A decision-tree style guide to diagnosing failed requests.

Step 1: Look At The HTTP Status

StatusMeaningWhere To Look Next
2xxRequest reached the API and was processedCheck responseCode and successful in the body.
400Bad requestCheck the responseMessage and the field you sent.
401Token missing/expired/invalidRefresh and retry. If still 401, re-authenticate.
403ForbiddenWrong role for endpoint, or product not active for you.
404Not foundVerify path and any {id} segments.
409ConflictDuplicate merchantReference with different content.
429Rate limitedBackoff and retry.
5xxServer errorBackoff, retry, then poll for the transaction's actual state.

Step 2: Look At The responseCode

If the HTTP status is 2xx but successful: false, the body will carry a Pagamio business responseCode. Look it up in the Error Code Reference.

The most common ones to handle explicitly:

  • 1005 — phone number format wrong.
  • 1009 — product not active for your account.
  • 1103 — insufficient balance.
  • 1204 — provider timeout (poll, don't blind-retry).
  • 1006 — duplicate transaction.

★ ★ ★

# Exercise set:
1 – In the guide to diagnosing failed requests, what should be done when the responseCode is 1204?
2 – Write the next part of the guide to diagnosing failed requests, starting after its final line.

# Provided information:
★ ★ ★

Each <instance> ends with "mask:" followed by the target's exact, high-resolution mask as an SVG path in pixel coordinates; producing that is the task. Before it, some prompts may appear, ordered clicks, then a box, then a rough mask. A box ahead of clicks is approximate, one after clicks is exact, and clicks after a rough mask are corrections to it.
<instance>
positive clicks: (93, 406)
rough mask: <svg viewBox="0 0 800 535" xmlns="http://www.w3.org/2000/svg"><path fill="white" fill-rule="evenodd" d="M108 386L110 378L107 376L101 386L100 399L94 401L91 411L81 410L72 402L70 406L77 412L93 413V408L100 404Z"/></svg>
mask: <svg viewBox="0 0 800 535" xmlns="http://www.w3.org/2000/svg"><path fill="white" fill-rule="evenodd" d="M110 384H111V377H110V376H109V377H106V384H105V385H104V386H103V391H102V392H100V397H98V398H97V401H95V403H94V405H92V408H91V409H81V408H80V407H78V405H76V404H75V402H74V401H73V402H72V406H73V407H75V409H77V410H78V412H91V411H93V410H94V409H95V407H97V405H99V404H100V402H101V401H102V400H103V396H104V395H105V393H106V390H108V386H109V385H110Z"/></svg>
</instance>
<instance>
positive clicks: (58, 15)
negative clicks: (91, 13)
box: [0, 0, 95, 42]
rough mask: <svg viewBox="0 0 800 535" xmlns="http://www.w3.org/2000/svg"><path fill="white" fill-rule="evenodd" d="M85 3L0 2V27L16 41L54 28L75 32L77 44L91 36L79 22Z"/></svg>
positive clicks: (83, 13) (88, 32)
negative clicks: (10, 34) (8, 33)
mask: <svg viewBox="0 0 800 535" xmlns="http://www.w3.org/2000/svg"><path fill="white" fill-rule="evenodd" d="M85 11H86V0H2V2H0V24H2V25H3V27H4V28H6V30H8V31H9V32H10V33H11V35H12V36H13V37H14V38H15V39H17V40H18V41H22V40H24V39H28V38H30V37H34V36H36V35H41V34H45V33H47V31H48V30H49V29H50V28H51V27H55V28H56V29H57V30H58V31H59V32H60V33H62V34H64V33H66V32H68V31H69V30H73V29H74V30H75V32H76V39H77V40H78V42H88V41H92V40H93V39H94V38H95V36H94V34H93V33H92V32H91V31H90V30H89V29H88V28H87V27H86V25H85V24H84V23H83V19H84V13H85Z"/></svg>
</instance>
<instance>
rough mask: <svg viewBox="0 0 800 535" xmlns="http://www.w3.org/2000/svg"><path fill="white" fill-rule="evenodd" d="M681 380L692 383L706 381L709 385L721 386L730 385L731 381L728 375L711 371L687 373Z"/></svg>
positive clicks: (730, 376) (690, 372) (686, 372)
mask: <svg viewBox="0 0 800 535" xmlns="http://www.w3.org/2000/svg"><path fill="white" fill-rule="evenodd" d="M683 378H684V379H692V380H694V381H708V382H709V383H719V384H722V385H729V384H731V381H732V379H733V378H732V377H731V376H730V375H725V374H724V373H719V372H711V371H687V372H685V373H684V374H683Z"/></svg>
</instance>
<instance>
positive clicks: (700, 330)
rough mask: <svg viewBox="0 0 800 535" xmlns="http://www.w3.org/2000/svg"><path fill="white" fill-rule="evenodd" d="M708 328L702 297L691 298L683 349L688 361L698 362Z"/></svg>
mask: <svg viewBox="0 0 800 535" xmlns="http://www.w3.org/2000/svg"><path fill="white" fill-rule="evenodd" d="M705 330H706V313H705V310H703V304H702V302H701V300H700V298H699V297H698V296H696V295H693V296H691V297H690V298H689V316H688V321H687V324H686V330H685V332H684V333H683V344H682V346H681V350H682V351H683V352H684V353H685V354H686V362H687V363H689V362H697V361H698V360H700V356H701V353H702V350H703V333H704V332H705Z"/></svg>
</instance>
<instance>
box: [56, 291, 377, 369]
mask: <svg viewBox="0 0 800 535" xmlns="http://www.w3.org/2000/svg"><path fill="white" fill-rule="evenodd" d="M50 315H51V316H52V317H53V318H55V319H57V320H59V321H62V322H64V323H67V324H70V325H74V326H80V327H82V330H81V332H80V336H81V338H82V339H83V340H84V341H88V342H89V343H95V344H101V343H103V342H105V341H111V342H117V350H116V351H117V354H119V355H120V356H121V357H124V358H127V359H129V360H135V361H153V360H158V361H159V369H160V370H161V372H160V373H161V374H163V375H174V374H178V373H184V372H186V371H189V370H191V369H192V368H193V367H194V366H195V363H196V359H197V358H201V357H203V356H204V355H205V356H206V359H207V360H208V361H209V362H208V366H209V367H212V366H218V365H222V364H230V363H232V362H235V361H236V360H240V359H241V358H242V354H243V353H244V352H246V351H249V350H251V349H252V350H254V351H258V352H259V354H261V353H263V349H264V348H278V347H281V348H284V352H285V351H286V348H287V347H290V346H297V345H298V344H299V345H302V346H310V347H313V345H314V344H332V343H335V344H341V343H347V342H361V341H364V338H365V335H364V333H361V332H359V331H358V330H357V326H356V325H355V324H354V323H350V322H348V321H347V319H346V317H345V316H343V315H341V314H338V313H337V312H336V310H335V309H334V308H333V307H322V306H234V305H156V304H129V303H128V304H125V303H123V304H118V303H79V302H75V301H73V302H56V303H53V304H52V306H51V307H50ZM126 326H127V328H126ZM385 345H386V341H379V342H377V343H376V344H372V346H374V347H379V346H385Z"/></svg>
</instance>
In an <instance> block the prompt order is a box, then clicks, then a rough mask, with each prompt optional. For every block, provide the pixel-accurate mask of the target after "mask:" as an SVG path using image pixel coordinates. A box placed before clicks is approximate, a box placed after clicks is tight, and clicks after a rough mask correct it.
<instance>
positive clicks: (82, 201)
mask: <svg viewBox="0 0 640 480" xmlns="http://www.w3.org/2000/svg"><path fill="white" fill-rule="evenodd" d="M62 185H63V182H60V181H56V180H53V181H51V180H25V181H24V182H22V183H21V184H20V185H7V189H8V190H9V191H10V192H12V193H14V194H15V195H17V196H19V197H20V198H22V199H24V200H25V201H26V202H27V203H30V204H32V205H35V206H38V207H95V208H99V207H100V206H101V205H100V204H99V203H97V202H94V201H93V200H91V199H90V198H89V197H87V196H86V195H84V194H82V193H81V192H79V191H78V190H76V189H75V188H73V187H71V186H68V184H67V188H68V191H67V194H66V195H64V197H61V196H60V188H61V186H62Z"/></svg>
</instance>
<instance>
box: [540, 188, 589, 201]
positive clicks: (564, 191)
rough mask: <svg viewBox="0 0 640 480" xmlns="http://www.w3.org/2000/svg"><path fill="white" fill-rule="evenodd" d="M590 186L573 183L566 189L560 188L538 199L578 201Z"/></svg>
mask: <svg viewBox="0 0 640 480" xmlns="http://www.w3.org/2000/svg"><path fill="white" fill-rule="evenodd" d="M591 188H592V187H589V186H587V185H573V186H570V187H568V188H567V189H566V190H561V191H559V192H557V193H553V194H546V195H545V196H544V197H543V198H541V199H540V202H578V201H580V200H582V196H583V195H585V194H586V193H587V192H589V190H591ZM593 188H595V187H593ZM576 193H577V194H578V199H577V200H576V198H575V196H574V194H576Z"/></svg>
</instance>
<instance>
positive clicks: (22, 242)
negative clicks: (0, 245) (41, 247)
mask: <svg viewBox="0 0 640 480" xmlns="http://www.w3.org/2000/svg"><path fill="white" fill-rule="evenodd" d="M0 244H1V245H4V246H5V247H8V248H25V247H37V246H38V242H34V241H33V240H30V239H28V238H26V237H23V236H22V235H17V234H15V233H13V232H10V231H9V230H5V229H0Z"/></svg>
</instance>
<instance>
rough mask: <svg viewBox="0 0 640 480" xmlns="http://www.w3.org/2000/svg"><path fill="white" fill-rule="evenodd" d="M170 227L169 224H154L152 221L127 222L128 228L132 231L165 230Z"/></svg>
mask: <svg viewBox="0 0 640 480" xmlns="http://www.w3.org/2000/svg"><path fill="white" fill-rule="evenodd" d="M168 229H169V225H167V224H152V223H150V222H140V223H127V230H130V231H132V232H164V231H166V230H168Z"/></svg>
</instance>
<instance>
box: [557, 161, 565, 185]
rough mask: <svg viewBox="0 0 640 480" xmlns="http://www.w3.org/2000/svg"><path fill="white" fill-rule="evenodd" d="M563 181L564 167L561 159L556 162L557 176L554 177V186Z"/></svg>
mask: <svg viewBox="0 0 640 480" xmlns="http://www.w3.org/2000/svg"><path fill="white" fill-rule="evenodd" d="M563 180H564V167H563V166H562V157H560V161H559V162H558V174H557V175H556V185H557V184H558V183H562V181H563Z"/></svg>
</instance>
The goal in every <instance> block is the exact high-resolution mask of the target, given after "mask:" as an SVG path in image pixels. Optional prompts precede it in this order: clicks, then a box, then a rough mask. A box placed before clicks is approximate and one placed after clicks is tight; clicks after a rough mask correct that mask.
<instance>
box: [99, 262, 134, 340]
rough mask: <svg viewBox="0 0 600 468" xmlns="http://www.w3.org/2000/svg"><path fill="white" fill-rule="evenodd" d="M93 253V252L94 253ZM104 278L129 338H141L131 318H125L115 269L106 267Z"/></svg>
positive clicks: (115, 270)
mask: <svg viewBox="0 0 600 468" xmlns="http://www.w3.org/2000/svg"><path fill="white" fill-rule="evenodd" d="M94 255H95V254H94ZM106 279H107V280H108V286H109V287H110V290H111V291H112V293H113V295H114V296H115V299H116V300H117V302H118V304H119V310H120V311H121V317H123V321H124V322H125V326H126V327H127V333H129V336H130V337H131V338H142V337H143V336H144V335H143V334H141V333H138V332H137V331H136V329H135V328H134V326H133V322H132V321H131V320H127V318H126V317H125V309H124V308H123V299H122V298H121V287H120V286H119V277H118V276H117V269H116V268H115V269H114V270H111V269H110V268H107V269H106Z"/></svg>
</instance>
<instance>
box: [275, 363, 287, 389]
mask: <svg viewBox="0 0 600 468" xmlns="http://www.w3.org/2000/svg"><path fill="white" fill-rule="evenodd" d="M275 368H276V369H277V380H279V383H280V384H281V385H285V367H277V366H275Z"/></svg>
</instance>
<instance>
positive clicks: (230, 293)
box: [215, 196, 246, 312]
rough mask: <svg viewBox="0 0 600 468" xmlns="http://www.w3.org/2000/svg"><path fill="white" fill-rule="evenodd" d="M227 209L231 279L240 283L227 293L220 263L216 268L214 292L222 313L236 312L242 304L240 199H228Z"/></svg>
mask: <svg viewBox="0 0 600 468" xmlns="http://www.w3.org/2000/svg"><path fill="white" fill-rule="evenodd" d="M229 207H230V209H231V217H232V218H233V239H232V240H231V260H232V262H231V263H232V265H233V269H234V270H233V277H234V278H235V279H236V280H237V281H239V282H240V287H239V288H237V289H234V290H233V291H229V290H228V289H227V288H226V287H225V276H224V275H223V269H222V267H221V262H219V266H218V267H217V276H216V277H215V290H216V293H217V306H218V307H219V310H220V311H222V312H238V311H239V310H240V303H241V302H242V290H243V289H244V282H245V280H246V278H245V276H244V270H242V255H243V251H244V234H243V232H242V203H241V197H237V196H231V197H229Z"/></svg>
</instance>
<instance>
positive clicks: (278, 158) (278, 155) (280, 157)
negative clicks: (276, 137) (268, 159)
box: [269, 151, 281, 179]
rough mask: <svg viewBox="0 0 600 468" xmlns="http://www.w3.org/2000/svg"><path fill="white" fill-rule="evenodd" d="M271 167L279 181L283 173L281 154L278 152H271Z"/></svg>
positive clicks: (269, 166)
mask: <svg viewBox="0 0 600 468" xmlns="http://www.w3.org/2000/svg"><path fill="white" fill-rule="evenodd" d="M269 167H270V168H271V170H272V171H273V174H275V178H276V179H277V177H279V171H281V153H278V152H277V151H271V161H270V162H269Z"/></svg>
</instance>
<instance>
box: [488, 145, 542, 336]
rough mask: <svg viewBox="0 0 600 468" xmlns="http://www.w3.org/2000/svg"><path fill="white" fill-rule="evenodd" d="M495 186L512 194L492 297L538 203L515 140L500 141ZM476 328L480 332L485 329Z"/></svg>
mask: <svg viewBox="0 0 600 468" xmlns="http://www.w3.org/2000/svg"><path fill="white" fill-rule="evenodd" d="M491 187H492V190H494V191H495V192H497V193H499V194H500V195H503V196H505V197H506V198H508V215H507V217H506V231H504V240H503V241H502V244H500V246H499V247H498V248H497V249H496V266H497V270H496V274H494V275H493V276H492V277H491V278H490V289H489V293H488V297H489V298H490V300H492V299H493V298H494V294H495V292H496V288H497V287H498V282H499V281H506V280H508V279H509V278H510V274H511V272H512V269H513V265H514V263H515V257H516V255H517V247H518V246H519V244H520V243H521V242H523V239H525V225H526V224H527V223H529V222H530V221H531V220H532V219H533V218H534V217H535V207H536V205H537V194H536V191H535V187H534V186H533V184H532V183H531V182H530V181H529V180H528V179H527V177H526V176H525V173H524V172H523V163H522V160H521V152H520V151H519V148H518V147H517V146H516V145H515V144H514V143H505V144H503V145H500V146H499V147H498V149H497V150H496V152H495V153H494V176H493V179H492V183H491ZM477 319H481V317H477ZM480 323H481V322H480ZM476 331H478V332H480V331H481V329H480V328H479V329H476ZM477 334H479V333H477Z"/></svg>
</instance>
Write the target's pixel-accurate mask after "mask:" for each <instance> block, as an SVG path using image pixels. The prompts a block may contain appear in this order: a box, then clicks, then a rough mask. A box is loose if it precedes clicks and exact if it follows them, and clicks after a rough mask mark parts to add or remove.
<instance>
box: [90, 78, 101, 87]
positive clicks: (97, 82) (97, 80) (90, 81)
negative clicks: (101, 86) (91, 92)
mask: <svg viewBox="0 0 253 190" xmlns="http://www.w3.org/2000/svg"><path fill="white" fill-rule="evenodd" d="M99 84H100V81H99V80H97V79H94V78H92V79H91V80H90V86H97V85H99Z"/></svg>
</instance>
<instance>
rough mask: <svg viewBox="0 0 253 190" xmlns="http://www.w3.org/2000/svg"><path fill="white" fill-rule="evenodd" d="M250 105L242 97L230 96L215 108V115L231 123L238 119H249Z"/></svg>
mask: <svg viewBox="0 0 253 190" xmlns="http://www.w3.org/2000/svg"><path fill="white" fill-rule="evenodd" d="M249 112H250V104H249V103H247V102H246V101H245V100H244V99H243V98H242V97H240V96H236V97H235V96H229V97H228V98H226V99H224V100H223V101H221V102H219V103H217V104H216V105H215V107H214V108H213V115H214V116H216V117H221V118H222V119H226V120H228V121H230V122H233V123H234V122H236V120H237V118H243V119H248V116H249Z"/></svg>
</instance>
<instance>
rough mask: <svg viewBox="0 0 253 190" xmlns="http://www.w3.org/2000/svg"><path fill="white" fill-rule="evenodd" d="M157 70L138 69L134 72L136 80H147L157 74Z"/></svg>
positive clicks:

★ ★ ★

# Set of answers:
1 – Poll rather than blindly retry.

2 –
Step 3: For Lost / Timed-Out Transactions, Always Poll

If you don't have a definitive answer (network timeout, retries exhausted), call POST /transactions with the merchantReference you used. Treat the platform's view as authoritative.

Step 4: When To Open A Support Ticket

  • A transaction has been PROCESSING for over 5 minutes.
  • You receive 5xx errors persistently for more than a few minutes.
  • You receive a responseCode you cannot find in the Error Code Reference.
  • You believe a product should be active for your account but 1009 says otherwise.

When raising a ticket, always include:

  • The transactionId (if returned).
  • Your merchantReference.
  • The full request and response (with credentials redacted).
  • Timestamp in SAST.

See Getting Help.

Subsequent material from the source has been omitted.